# [TASK TO CARRY OUT]
Reproduce the records exactly.

= = = = = = =

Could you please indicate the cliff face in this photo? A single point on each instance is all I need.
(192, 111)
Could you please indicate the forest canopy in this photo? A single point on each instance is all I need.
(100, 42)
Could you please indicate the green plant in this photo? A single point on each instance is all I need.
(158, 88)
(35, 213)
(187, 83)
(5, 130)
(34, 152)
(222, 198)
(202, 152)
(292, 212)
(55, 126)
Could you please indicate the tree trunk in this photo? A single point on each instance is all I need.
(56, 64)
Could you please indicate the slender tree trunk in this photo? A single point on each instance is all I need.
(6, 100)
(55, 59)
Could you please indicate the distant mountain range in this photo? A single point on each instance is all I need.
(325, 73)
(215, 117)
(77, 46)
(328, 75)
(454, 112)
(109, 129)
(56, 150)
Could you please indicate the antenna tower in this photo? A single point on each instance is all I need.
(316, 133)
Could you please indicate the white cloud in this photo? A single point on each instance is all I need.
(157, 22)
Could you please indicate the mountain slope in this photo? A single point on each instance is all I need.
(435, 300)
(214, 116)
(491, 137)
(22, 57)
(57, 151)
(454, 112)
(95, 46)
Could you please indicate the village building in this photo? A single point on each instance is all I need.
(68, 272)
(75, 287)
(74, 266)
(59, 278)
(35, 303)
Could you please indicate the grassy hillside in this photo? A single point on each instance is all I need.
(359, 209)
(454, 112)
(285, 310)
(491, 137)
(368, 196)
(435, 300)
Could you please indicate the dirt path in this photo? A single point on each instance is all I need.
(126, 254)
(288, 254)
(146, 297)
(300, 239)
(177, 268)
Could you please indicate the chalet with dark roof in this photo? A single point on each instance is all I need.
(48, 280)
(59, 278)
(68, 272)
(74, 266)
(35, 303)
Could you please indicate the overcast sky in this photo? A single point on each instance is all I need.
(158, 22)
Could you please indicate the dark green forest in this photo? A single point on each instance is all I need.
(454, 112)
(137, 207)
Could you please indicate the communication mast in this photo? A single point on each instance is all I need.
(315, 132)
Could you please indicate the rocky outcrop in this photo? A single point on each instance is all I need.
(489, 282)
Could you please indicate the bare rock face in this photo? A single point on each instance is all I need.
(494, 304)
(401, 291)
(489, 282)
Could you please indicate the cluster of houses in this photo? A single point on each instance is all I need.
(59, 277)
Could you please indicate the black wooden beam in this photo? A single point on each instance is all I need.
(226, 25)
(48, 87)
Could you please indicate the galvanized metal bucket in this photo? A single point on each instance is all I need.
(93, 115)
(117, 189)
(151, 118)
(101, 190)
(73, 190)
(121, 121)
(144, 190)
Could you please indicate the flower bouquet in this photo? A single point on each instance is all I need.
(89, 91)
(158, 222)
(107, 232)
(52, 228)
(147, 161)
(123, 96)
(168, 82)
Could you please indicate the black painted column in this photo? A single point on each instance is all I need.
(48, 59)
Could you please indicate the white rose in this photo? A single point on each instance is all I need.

= = = = = = =

# [RESULT FOR THIS EXERCISE]
Could you please indicate the cliff face in this photo? A single point on each instance is all I need.
(192, 111)
Could you please indicate the forest canopy in this photo? A single point on each instance is all I need.
(100, 42)
Could you please indicate the green plant in this photo? A single point on each instance is all I need.
(158, 88)
(35, 213)
(187, 83)
(5, 130)
(34, 152)
(222, 198)
(202, 152)
(292, 212)
(55, 126)
Could you please indicate the tree trunk in this photo? A single point on each instance is all I need.
(56, 64)
Could you please indicate the slender tree trunk in this photo? A single point on each instance is all I need.
(6, 100)
(55, 59)
Could you please indicate the distant mountain range in this photo? A single point on each instance is all I need.
(325, 73)
(215, 117)
(77, 46)
(328, 75)
(454, 112)
(109, 129)
(56, 150)
Could you please indicate the antenna tower in this photo? A single point on each instance is all I need.
(316, 133)
Could you please indicate the white cloud in this photo? A single point on each instance is all I need.
(157, 22)
Could you please indicate the mountain slope in this photo? A single point on each instance is all I need.
(435, 300)
(214, 116)
(491, 137)
(22, 57)
(57, 151)
(454, 112)
(95, 46)
Could you please indicate the village building in this photo? A single point on each instance is all I need.
(68, 272)
(75, 287)
(74, 266)
(59, 278)
(35, 303)
Could you please indicate the grassy hillside in this photo? A single point on each instance is all I need.
(359, 209)
(454, 112)
(285, 310)
(491, 137)
(368, 196)
(435, 300)
Could you please indicate the dirt path in this photo? A single point on each instance is all I need.
(126, 254)
(288, 254)
(146, 297)
(300, 239)
(177, 268)
Could you please indicate the chalet with dark roof in this photo? A single point on each instance is all I need.
(48, 280)
(59, 278)
(68, 272)
(74, 266)
(35, 303)
Could you please indicate the overcast sky in this photo? A single point on each instance is all I need.
(158, 22)
Could you please indicate the dark green forest in this photo? A single point on each instance is all I need.
(454, 112)
(137, 207)
Could you please indicate the communication mast in this photo? A single point on each instance is all I need.
(315, 132)
Could you please indicate the rocky outcrop in this photo? A single point on each instance is all I need.
(489, 282)
Could you please indicate the bare rock face in this photo? A single point on each instance is all I need.
(494, 304)
(401, 291)
(489, 282)
Could you please indicate the cluster of houses in this photo? A single point on each instance is all I need.
(59, 277)
Could you please indicate the black wooden beam in this photo? A single point on each instance is all I need.
(226, 25)
(48, 87)
Could you please indicate the galvanized metal bucket in this photo? A single point on each instance is all I need.
(93, 115)
(117, 189)
(151, 118)
(101, 190)
(73, 190)
(121, 121)
(144, 190)
Could you please indicate the flower bouquet in this photo? A single point on each instance is all I need.
(89, 91)
(158, 222)
(107, 232)
(52, 228)
(147, 161)
(123, 96)
(168, 82)
Could you please indicate the black painted column in this photo? A single point on each instance is all I need.
(48, 59)
Could you please indicate the white rose in this photo? A single point on each instance is all I need.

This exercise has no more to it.